**Given instruction:** Pull out the rows below without changing a character, starting with the line that contains "Task: tag the palm" and going on through the final line of the rows.

========================================

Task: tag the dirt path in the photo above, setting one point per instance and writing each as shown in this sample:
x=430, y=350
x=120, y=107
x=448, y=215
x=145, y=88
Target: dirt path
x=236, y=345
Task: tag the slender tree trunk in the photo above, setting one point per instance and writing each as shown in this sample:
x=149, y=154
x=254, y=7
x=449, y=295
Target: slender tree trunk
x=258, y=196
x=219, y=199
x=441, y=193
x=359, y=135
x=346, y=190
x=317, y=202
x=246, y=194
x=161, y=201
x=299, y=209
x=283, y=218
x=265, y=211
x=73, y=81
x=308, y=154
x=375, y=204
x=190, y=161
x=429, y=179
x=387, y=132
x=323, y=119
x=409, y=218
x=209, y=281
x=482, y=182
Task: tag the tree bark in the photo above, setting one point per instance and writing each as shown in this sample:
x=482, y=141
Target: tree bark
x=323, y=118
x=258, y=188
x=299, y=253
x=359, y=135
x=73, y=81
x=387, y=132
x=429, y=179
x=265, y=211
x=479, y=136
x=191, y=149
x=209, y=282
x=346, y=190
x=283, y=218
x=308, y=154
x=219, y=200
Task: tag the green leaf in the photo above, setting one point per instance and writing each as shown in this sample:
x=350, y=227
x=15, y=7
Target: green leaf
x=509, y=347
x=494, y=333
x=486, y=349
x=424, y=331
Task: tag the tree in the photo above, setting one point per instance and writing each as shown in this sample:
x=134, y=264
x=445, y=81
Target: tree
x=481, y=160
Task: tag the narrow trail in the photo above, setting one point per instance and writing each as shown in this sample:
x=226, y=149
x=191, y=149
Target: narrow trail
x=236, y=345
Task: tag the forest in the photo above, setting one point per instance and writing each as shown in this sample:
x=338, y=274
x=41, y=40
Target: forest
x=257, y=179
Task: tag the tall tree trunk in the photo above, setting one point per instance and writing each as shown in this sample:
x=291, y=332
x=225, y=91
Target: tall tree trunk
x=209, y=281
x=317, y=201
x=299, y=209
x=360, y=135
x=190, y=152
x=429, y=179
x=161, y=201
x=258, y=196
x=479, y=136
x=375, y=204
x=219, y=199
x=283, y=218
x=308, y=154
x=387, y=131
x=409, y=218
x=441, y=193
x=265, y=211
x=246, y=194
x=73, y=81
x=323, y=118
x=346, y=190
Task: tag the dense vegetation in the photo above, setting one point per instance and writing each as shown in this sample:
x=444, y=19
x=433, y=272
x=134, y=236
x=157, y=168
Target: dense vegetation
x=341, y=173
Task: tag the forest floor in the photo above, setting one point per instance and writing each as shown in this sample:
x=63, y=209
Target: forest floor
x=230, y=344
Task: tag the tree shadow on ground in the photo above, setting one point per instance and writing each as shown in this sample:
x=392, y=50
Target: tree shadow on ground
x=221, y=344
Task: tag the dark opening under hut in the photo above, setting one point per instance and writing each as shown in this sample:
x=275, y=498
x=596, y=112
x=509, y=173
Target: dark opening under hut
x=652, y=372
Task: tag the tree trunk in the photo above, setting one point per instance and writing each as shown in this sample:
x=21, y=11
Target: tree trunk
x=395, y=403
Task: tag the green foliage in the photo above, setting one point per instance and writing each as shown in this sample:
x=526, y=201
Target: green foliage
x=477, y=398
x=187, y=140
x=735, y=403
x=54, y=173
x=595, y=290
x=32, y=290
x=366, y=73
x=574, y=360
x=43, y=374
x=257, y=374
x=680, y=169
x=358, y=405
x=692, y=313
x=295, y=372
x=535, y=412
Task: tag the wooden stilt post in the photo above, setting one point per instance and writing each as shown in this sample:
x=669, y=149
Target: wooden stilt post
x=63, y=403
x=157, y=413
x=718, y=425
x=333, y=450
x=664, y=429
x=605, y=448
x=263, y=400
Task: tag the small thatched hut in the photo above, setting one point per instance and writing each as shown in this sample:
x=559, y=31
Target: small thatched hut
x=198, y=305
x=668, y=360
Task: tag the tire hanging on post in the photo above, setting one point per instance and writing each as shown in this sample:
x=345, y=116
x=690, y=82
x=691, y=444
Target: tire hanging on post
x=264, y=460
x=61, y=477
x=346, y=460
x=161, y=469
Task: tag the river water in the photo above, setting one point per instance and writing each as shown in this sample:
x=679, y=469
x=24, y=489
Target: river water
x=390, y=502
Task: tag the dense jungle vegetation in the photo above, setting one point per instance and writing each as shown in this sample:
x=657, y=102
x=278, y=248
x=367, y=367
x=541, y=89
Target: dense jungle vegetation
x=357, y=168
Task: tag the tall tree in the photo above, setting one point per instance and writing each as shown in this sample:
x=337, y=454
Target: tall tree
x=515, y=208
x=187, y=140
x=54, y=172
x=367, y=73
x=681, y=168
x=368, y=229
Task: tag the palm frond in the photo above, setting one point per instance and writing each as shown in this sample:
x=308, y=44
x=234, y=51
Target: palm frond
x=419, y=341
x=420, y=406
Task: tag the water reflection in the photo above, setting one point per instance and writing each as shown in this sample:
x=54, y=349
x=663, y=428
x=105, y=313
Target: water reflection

========================================

**Complete answer:**
Task: tag the palm frond in the photo above, setting one point per instance and writing each as shown in this sample:
x=308, y=44
x=234, y=51
Target: palm frond
x=419, y=341
x=420, y=406
Task: tag the water reflection in the photo above, setting one point per instance and writing each as shown in this sample:
x=54, y=349
x=663, y=428
x=105, y=313
Target: water reflection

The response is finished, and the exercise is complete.